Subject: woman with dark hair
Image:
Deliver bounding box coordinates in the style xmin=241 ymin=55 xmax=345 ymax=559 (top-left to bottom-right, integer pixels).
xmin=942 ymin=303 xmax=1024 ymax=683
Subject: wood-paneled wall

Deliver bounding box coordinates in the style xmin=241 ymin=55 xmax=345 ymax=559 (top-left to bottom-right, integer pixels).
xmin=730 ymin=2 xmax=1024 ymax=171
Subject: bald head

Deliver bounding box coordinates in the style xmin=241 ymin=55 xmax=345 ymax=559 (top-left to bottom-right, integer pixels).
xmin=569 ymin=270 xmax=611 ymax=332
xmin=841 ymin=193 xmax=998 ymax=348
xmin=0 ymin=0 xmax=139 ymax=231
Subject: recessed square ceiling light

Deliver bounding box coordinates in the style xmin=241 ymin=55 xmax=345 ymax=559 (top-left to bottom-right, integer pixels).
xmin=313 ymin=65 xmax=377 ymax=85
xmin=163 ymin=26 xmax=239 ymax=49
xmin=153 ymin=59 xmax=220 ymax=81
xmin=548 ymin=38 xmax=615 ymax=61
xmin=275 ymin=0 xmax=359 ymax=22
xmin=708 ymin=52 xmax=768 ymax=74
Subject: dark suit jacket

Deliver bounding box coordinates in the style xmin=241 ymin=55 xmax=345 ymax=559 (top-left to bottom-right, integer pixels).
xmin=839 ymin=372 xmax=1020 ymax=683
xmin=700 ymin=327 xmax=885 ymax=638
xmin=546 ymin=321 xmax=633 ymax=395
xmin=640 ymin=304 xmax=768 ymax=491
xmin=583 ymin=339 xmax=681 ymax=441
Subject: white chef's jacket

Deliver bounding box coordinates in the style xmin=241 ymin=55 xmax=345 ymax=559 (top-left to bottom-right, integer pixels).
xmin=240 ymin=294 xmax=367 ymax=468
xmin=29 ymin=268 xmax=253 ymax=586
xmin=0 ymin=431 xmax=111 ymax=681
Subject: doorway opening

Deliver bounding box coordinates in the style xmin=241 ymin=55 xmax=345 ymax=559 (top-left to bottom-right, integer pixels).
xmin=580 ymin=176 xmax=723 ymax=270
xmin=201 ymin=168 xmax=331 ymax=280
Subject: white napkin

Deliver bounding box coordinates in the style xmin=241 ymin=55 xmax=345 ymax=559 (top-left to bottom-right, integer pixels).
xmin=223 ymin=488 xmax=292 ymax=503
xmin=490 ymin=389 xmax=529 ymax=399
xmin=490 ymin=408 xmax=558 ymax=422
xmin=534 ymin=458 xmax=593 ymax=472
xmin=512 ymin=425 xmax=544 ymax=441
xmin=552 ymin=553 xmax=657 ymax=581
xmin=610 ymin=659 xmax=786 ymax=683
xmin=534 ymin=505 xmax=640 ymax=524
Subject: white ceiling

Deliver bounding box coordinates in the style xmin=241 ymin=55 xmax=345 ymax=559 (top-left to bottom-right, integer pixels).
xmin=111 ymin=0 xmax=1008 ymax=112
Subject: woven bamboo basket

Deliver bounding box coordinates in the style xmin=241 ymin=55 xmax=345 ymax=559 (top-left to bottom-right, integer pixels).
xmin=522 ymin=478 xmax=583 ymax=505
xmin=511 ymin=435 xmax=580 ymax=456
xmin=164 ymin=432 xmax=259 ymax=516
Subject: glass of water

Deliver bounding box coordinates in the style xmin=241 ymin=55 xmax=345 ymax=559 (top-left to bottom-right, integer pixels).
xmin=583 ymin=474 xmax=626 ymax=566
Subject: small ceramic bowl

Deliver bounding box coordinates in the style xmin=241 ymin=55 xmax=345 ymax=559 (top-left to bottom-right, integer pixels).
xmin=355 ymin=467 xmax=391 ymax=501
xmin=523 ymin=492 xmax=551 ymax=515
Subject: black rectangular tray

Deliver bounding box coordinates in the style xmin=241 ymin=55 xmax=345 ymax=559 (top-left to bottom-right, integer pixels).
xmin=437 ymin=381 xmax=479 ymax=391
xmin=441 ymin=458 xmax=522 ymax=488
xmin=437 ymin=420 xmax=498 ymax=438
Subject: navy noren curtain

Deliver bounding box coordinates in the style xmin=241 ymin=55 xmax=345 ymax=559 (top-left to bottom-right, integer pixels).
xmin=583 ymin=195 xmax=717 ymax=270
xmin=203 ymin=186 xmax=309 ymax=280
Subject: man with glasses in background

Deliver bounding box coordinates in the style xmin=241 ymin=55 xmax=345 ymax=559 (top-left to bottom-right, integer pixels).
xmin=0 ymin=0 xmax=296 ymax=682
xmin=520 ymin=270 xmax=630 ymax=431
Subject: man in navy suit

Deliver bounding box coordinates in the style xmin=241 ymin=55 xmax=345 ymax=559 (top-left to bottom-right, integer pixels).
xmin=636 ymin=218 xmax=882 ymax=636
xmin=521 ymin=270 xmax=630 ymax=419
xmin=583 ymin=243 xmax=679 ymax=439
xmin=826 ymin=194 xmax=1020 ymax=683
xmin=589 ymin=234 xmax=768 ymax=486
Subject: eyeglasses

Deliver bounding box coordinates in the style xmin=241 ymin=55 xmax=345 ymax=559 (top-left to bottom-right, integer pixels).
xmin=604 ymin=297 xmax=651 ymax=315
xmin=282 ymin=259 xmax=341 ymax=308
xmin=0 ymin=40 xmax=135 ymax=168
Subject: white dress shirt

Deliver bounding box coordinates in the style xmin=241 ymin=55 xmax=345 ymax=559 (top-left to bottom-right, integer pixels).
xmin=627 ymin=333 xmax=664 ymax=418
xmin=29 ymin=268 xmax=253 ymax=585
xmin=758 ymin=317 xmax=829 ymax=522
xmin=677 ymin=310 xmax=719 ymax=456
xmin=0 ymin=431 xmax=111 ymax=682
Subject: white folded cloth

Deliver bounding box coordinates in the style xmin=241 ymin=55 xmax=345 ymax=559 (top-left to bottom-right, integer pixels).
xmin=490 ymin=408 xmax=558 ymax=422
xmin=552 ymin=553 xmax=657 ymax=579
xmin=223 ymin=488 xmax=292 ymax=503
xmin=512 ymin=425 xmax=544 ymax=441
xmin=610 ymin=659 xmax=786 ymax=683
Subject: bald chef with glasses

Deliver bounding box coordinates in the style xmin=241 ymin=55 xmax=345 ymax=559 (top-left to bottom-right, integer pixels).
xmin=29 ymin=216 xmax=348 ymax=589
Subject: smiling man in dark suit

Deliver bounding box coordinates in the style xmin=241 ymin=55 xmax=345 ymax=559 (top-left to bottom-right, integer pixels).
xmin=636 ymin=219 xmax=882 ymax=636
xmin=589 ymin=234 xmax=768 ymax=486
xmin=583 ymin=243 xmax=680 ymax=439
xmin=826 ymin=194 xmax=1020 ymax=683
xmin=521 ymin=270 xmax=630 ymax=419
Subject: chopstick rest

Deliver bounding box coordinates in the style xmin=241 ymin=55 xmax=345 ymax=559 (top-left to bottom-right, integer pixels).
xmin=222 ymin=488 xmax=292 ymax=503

» **OBJECTIVE**: Rewrite all of the lines above as a numbered list, omitting the blank lines.

» **RESULT OF THE TASK**:
1. Subject: woman with dark hair
2. Image:
3. Deliver bounding box coordinates in the style xmin=241 ymin=55 xmax=345 ymax=559 (top-left to bottom-right, integer pixels).
4. xmin=942 ymin=303 xmax=1024 ymax=683
5. Subject: wood-paneled wall
6. Deliver bounding box coordinates in the style xmin=241 ymin=55 xmax=345 ymax=559 (top-left to bottom-right, integer pixels).
7. xmin=730 ymin=2 xmax=1024 ymax=171
8. Subject: bald head
9. Deliver bounding box coordinates in the style xmin=241 ymin=55 xmax=345 ymax=559 (top-left to bottom-right, integer pixels).
10. xmin=569 ymin=270 xmax=611 ymax=332
11. xmin=841 ymin=193 xmax=998 ymax=348
12. xmin=0 ymin=0 xmax=139 ymax=231
13. Subject: recessed square ceiling light
14. Deliver bounding box coordinates in the style xmin=241 ymin=55 xmax=345 ymax=559 (top-left to bottom-right, integer pixels).
15. xmin=313 ymin=65 xmax=377 ymax=85
16. xmin=163 ymin=26 xmax=239 ymax=49
17. xmin=153 ymin=59 xmax=220 ymax=81
18. xmin=548 ymin=38 xmax=615 ymax=61
19. xmin=275 ymin=0 xmax=359 ymax=22
20. xmin=708 ymin=52 xmax=768 ymax=74
21. Subject: dark suit jacket
22. Deliver bounding box coordinates in the style xmin=241 ymin=55 xmax=345 ymax=559 (top-left to bottom-right, integer pixels).
23. xmin=839 ymin=372 xmax=1020 ymax=683
24. xmin=700 ymin=327 xmax=885 ymax=638
25. xmin=546 ymin=321 xmax=633 ymax=395
26. xmin=640 ymin=304 xmax=768 ymax=491
27. xmin=583 ymin=339 xmax=681 ymax=441
28. Subject: white chef's jacket
29. Deliver bounding box coordinates in the style xmin=241 ymin=55 xmax=345 ymax=559 (top-left to bottom-right, integer pixels).
30. xmin=240 ymin=294 xmax=367 ymax=468
31. xmin=29 ymin=268 xmax=253 ymax=586
32. xmin=0 ymin=431 xmax=111 ymax=681
33. Subject: doorway opening
34. Deliver bounding box coordinates in the style xmin=241 ymin=55 xmax=345 ymax=559 (top-left to bottom-right, integer pixels).
35. xmin=580 ymin=176 xmax=723 ymax=270
36. xmin=201 ymin=168 xmax=331 ymax=280
37. Subject: white napkin
38. Deliver bounding box coordinates in the style xmin=241 ymin=55 xmax=345 ymax=559 (top-left to bottom-right, integer pixels).
39. xmin=223 ymin=488 xmax=292 ymax=503
40. xmin=490 ymin=389 xmax=529 ymax=399
41. xmin=490 ymin=408 xmax=558 ymax=422
42. xmin=534 ymin=458 xmax=593 ymax=472
43. xmin=512 ymin=425 xmax=544 ymax=441
44. xmin=552 ymin=553 xmax=657 ymax=581
45. xmin=610 ymin=659 xmax=786 ymax=683
46. xmin=534 ymin=505 xmax=640 ymax=524
47. Subject: white ceiling
48. Deliver bounding box coordinates in the style xmin=241 ymin=55 xmax=345 ymax=559 (top-left to bottom-right, integer pixels).
49. xmin=111 ymin=0 xmax=1008 ymax=112
50. Subject: woven bamboo basket
51. Deliver bounding box coordinates in the style xmin=241 ymin=55 xmax=345 ymax=559 (top-left to bottom-right, integer pixels).
52. xmin=522 ymin=478 xmax=583 ymax=505
53. xmin=511 ymin=435 xmax=580 ymax=456
54. xmin=164 ymin=432 xmax=259 ymax=516
55. Subject: glass of water
56. Deliver bounding box coordinates in the style xmin=241 ymin=55 xmax=345 ymax=559 (top-left to bottom-right, integer pixels).
57. xmin=583 ymin=474 xmax=626 ymax=566
58. Subject: small ceramic bowl
59. Deliver bounding box coordinates in the style xmin=241 ymin=55 xmax=345 ymax=559 (top-left to bottom-right, integer pixels).
60. xmin=355 ymin=467 xmax=391 ymax=501
61. xmin=523 ymin=492 xmax=551 ymax=515
62. Subject: black rectangular tray
63. Deliver bounding box coordinates in the style xmin=241 ymin=55 xmax=345 ymax=559 (top-left to bottom-right, integer pixels).
64. xmin=437 ymin=381 xmax=479 ymax=391
65. xmin=441 ymin=458 xmax=522 ymax=488
66. xmin=437 ymin=420 xmax=498 ymax=438
67. Subject: navy noren curtain
68. Deliver bounding box coordinates in the style xmin=241 ymin=55 xmax=345 ymax=559 (top-left to bottom-right, integer pixels).
69. xmin=583 ymin=195 xmax=717 ymax=270
70. xmin=203 ymin=186 xmax=309 ymax=280
71. Subject: man with glasses in background
72. Deliver bounding box coordinates in the style xmin=241 ymin=55 xmax=345 ymax=559 (top-left to bottom-right, integer pixels).
73. xmin=0 ymin=0 xmax=296 ymax=682
74. xmin=520 ymin=270 xmax=630 ymax=431
75. Subject: man in navy suit
76. Deliver bounding box coordinates in the style xmin=241 ymin=55 xmax=345 ymax=559 (top-left to bottom-right, integer pixels).
77. xmin=636 ymin=218 xmax=882 ymax=636
78. xmin=521 ymin=270 xmax=630 ymax=419
79. xmin=583 ymin=243 xmax=679 ymax=439
80. xmin=826 ymin=194 xmax=1020 ymax=683
81. xmin=589 ymin=234 xmax=768 ymax=486
82. Subject: eyeglasses
83. Deliver bounding box coordinates in the style xmin=241 ymin=55 xmax=345 ymax=559 (top-left to bottom-right, integer pixels).
84. xmin=604 ymin=297 xmax=651 ymax=315
85. xmin=282 ymin=259 xmax=341 ymax=308
86. xmin=0 ymin=40 xmax=135 ymax=168
87. Subject: white dress shirt
88. Deliver bounding box coordinates in the style xmin=241 ymin=55 xmax=345 ymax=559 (top-left to bottom-right, integer pixels).
89. xmin=627 ymin=333 xmax=664 ymax=418
90. xmin=29 ymin=268 xmax=253 ymax=585
91. xmin=758 ymin=317 xmax=829 ymax=522
92. xmin=677 ymin=310 xmax=719 ymax=456
93. xmin=0 ymin=431 xmax=111 ymax=682
94. Subject: white folded cloth
95. Deliver bounding box coordinates in the style xmin=241 ymin=55 xmax=345 ymax=559 (top-left to bottom-right, integer pixels).
96. xmin=490 ymin=408 xmax=558 ymax=422
97. xmin=552 ymin=553 xmax=657 ymax=579
98. xmin=223 ymin=488 xmax=292 ymax=503
99. xmin=512 ymin=425 xmax=544 ymax=441
100. xmin=610 ymin=659 xmax=786 ymax=683
101. Subject: bald chef with glasses
102. Deliver bounding box coordinates in the style xmin=241 ymin=55 xmax=345 ymax=559 (top-left to bottom-right, integer pixels).
103. xmin=29 ymin=216 xmax=348 ymax=589
104. Subject: smiling man in dark suit
105. Deliver bounding box coordinates in the style xmin=241 ymin=55 xmax=345 ymax=559 (top-left to bottom-right, integer pixels).
106. xmin=636 ymin=219 xmax=882 ymax=636
107. xmin=589 ymin=234 xmax=768 ymax=486
108. xmin=583 ymin=243 xmax=680 ymax=439
109. xmin=826 ymin=194 xmax=1020 ymax=683
110. xmin=521 ymin=270 xmax=630 ymax=419
111. Subject: chopstick rest
112. Deliver bounding box coordinates in the style xmin=241 ymin=55 xmax=345 ymax=559 (top-left to bottom-right, integer pixels).
113. xmin=222 ymin=488 xmax=292 ymax=503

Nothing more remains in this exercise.